■ What is expected:
Write out the listing below again, precisely as it is given.

*** Opening Provided data ***

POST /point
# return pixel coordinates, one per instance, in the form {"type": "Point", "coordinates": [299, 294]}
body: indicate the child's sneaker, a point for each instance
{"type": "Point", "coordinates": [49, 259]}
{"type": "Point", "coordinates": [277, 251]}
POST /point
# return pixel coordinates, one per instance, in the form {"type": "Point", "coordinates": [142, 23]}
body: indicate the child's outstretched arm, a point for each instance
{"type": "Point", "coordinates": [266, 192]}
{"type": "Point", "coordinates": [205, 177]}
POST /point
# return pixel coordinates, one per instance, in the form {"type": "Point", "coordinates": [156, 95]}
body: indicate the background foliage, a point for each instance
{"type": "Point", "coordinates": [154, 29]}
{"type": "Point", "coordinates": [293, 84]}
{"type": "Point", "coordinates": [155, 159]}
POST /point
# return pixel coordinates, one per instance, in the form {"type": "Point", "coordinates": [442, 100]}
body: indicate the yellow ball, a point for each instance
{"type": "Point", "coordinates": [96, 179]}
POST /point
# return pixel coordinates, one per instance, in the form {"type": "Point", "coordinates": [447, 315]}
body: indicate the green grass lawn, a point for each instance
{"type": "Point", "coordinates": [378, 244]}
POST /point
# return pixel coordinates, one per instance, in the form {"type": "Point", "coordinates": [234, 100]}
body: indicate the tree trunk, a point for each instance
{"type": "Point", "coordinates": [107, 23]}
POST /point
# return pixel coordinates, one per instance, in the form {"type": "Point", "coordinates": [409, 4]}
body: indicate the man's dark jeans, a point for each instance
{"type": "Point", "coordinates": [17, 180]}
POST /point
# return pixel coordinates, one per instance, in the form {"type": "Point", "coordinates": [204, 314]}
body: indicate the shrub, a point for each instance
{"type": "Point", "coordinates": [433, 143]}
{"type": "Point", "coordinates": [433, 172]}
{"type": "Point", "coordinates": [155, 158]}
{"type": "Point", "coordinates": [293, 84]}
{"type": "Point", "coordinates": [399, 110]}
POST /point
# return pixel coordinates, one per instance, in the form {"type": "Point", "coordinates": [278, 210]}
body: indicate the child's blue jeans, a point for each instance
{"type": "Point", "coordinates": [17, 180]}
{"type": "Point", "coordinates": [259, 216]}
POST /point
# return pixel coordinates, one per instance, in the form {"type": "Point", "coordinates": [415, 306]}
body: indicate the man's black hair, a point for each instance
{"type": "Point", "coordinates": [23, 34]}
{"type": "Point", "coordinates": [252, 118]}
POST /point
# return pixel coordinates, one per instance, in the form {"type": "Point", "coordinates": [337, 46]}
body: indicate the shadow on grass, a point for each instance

*** Closing Provided data ***

■ Output of the exercise:
POST /point
# return pixel coordinates, one per instance, in the form {"type": "Point", "coordinates": [299, 294]}
body: indicate the child's sneaker, a point for each instance
{"type": "Point", "coordinates": [49, 259]}
{"type": "Point", "coordinates": [277, 251]}
POST /point
# return pixel coordinates, one per instance, in the form {"type": "Point", "coordinates": [142, 23]}
body: indicate the child's outstretched arm, a point for each instance
{"type": "Point", "coordinates": [266, 192]}
{"type": "Point", "coordinates": [205, 177]}
POST /point
# return pixel coordinates, one per instance, in the form {"type": "Point", "coordinates": [156, 95]}
body: indicate the background foliage, a point for each instance
{"type": "Point", "coordinates": [154, 29]}
{"type": "Point", "coordinates": [293, 84]}
{"type": "Point", "coordinates": [155, 159]}
POST /point
# return pixel coordinates, one per instance, in the form {"type": "Point", "coordinates": [442, 100]}
body: indicate the yellow ball, a point for each instance
{"type": "Point", "coordinates": [96, 179]}
POST /point
# return pixel coordinates, one per instance, in the form {"type": "Point", "coordinates": [447, 315]}
body: indicate the green grass lawn, a point for each instance
{"type": "Point", "coordinates": [378, 244]}
POST /point
# return pixel coordinates, one per instance, in the form {"type": "Point", "coordinates": [234, 100]}
body: indicate the tree trunk, a point for each instance
{"type": "Point", "coordinates": [107, 23]}
POST /point
# return pixel coordinates, one per instance, in the form {"type": "Point", "coordinates": [409, 4]}
body: indicate the man's dark jeans, a point for each instance
{"type": "Point", "coordinates": [17, 180]}
POST /point
# return pixel coordinates, one per instance, in the form {"type": "Point", "coordinates": [204, 314]}
body: indicate the shrub, a point for each instance
{"type": "Point", "coordinates": [433, 143]}
{"type": "Point", "coordinates": [433, 172]}
{"type": "Point", "coordinates": [155, 158]}
{"type": "Point", "coordinates": [293, 84]}
{"type": "Point", "coordinates": [399, 110]}
POST /point
# return pixel coordinates, one per instance, in the form {"type": "Point", "coordinates": [278, 210]}
body: indicate the child's blue jeans, a point for each instance
{"type": "Point", "coordinates": [17, 180]}
{"type": "Point", "coordinates": [259, 216]}
POST /point
# return pixel coordinates, one per instance, in the form {"type": "Point", "coordinates": [415, 306]}
body: indicate the man's black hair, a point for each instance
{"type": "Point", "coordinates": [23, 34]}
{"type": "Point", "coordinates": [252, 118]}
POST /point
# return pixel coordinates, one per instance, in the form {"type": "Point", "coordinates": [337, 46]}
body: indicate the shadow on grass, a point for each instance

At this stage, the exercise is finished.